**Your tasks:**
1. In the post about the best plastic surgery blogs of 2010, rewrite the passage from "We’re moving right" to "your own skin.", replacing "vanity" with "pride".
2. According to the post about the best plastic surgery blogs of 2010, for how long did the Korean woman seek out plastic surgery procedures before surgeons cut her off?

**Passage for review:**
════════════════════
We’re moving right along with my recounting of the best plastic surgery blogs of 2010. If this seems like an act of vanity to you, well…you may be right. But then again, I am writing about plastic surgery, and it doesn’t get any more vain than cutting open your body to change the way you look in the hopes that you’ll finally feel comfortable in your own skin.
Part 2 of this “Best of 2010” series will cover a couple of posts which I really liked for various reasons, but don’t quite measure up to the gems that will be revealed in Part 3 and Part 4. However, all of today’s posts are definitely worth giving a read if you haven’t already done so.
Plastic Surgery Junkie Injects Cooking Oil into Her Face
Yes, this is vile and disgusting. Make sure you haven’t recently eaten (or don’t plan to eat soon) before viewing the hideous photo of this woman’s monstrous face (it’s near the bottom of the blog post). When I say monstrous, I’m being kind. She looks like a freak out of a B-rated zombie movie.
Yes, sadly a middle aged Korean woman just couldn’t quite conquer her plastic surgery addiction in time. After nearly 20 years of frantically seeking out every plastic surgery procedure under the sun, the surgeons in Japan and Korea finally cut her off. Her parents, who no longer recognized her, sent her to therapy for an intervention. Unfortunately, therapy didn’t do the trick, and there aren’t too many 12 step programs for plastic surgery addicts.
════════════════════
**Raw data:**
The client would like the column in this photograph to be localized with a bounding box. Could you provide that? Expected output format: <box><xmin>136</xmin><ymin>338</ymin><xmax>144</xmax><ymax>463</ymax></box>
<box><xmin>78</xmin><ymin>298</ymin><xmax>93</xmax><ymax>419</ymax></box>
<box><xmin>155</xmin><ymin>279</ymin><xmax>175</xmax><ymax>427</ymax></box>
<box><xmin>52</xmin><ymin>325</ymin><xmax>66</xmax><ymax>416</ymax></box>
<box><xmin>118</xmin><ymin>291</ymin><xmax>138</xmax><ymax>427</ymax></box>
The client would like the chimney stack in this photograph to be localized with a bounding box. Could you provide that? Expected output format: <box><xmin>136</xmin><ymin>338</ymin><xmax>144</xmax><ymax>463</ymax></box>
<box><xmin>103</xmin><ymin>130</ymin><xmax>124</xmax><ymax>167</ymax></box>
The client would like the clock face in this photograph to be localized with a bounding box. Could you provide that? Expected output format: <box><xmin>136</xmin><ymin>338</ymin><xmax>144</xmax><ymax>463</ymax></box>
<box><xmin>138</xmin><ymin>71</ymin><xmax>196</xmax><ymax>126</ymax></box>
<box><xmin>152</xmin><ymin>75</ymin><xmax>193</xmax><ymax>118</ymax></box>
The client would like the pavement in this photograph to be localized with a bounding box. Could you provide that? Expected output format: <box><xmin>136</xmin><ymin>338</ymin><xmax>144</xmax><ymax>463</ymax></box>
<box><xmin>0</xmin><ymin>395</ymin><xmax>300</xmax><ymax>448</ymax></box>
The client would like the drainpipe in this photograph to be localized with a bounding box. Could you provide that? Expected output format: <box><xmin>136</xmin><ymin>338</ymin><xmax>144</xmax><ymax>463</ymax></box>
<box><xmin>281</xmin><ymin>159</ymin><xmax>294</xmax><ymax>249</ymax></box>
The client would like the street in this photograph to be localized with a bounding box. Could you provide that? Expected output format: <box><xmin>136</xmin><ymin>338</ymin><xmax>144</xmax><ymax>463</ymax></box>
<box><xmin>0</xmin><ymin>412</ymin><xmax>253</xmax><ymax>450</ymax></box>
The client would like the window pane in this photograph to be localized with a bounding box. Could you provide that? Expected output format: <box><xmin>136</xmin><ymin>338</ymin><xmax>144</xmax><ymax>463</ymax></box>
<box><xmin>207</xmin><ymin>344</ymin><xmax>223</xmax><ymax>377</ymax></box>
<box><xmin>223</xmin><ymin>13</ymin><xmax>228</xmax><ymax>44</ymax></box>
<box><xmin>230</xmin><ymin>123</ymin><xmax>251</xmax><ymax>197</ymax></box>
════════════════════
**Task-by-task results:**
1.
We’re moving right along with my recounting of the best plastic surgery blogs of 2010. If this seems like an act of pride to you, well…you may be right. But then again, I am writing about plastic surgery, and it doesn’t get any more vain than cutting open your body to change the way you look in the hopes that you’ll finally feel comfortable in your own skin.

2. Nearly 20 years.